Recast the items from the start of the records through the line containing "left=240, top=445, right=283, bottom=584" as a two-column CSV with the headers input and output. Give one row per item, with its text under input and its answer under output, each in a single quoted field with line breaks replaced by spaces.

_____

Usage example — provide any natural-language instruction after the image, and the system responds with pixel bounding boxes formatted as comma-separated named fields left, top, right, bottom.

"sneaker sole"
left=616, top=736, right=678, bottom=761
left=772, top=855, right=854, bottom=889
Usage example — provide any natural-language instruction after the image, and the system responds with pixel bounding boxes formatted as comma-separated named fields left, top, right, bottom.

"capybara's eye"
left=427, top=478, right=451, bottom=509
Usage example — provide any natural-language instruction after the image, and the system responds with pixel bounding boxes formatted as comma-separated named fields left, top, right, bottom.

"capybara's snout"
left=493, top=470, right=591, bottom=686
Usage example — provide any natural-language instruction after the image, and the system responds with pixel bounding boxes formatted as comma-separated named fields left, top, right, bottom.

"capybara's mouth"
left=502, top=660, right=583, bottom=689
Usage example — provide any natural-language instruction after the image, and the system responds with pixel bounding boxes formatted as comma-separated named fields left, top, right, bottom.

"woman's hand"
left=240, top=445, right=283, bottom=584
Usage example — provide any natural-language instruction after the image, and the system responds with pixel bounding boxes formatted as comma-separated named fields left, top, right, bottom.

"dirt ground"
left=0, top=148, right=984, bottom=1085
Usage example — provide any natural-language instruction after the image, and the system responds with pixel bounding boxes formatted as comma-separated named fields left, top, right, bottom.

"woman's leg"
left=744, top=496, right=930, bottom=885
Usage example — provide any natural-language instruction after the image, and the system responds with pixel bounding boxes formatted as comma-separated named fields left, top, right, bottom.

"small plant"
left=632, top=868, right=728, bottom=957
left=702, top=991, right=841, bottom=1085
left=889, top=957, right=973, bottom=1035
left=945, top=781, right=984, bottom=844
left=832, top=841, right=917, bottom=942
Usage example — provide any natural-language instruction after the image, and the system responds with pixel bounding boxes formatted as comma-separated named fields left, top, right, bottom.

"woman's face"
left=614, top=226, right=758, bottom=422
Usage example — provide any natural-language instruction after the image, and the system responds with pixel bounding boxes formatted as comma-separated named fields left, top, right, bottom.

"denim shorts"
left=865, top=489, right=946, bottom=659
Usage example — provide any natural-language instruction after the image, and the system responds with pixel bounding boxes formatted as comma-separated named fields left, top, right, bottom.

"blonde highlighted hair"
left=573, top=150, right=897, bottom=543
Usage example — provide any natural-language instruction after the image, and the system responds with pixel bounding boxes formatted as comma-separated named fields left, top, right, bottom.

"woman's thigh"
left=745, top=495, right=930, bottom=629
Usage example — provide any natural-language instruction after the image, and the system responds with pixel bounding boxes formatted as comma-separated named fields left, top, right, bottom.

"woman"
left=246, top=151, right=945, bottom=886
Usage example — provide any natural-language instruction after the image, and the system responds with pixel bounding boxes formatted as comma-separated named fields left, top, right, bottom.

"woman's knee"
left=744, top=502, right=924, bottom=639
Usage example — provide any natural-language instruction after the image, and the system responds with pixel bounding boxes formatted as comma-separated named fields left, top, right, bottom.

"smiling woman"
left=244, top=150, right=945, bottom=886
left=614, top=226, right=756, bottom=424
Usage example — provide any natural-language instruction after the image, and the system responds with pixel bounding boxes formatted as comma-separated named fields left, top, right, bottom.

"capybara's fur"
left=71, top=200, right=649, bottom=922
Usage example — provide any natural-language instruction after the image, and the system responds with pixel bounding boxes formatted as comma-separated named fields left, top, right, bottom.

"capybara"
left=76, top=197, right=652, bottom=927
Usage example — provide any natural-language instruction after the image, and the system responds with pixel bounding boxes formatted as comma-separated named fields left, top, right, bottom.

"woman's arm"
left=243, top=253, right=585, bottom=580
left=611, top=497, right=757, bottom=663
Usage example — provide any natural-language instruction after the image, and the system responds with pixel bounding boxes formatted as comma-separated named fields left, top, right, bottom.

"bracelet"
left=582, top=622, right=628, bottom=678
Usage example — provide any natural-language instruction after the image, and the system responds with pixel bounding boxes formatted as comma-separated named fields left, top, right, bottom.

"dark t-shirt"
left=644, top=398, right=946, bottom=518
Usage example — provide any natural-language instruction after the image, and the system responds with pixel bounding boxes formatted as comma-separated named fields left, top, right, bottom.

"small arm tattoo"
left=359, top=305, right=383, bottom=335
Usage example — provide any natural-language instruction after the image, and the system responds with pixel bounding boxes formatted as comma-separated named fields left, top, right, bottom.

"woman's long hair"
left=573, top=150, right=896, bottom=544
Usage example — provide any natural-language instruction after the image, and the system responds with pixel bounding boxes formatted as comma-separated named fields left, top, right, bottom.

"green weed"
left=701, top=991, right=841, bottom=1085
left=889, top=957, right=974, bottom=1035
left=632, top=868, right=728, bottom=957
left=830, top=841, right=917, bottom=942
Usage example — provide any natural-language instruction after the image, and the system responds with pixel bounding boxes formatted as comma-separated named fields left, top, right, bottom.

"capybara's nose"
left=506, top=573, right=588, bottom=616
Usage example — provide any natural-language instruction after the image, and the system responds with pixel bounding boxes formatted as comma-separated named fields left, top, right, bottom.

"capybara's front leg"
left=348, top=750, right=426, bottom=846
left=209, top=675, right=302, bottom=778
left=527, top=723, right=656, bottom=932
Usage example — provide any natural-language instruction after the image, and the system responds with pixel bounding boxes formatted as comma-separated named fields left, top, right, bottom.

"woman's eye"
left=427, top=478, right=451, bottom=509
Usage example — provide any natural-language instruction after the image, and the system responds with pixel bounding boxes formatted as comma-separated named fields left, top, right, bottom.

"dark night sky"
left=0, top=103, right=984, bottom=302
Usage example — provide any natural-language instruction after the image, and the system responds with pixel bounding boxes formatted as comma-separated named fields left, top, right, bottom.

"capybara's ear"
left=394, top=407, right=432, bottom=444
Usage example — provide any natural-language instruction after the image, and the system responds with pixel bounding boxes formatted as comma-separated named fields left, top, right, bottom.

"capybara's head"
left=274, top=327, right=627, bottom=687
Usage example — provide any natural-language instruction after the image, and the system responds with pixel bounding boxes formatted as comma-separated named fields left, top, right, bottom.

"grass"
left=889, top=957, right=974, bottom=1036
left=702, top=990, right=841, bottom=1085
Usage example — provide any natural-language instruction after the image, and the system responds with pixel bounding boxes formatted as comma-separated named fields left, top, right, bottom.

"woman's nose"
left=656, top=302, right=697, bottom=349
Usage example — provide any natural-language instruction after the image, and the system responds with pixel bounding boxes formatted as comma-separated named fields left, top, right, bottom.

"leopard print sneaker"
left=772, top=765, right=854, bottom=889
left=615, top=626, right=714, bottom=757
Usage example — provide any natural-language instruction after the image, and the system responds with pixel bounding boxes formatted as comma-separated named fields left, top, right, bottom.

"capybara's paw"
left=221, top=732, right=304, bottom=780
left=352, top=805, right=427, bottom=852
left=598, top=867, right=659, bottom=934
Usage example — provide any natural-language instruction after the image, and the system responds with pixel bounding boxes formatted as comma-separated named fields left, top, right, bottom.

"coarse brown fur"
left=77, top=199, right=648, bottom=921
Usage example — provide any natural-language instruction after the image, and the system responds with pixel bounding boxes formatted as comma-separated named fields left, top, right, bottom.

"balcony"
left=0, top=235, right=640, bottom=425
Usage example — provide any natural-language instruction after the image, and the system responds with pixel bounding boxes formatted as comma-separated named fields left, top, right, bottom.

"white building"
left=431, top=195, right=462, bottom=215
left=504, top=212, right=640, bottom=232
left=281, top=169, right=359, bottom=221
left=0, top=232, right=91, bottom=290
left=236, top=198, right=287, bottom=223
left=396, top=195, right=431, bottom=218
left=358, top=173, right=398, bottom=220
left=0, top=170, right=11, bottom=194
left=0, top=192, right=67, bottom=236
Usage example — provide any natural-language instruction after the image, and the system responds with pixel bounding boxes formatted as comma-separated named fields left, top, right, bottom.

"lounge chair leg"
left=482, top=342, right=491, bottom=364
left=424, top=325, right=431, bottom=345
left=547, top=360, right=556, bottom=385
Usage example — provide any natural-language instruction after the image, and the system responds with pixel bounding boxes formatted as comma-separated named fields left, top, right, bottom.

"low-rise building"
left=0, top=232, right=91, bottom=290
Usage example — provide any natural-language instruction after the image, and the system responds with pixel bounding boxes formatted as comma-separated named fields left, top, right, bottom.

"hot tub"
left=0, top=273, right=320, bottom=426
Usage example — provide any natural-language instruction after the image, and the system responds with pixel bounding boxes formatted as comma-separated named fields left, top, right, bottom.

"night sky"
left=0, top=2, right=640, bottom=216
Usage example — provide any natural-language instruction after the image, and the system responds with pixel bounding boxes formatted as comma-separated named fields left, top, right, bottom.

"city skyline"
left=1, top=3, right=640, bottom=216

_____

ANSWER TO THIS PROBLEM:
input,output
"Usage example — provide any natural-language instruction after the image, and the system responds with pixel bounding boxes formatted as comma-separated named fields left, top, right, bottom. ""sneaker sole""","left=616, top=736, right=678, bottom=761 left=772, top=855, right=854, bottom=889"
"Usage example — provide any natural-language instruction after the image, and the system responds with pixel bounding boxes formatted as comma-separated named fields left, top, right, bottom. ""capybara's eye""","left=427, top=478, right=451, bottom=509"
"Usage example — provide any natural-language instruction after the image, and the system responds with pixel bounding boxes formatted as comma-separated named fields left, top, right, bottom. ""capybara's snout""","left=493, top=470, right=591, bottom=686"
"Usage example — provide any natural-language instruction after the image, and the system responds with pixel bounding boxes formatted as comma-separated named fields left, top, right, bottom. ""capybara's mouth""","left=502, top=660, right=583, bottom=689"
"Usage example — provide any natural-language instruction after the image, and the system responds with pixel bounding boxes formatted as comma-separated named fields left, top, right, bottom. ""woman's hand""","left=240, top=445, right=283, bottom=584"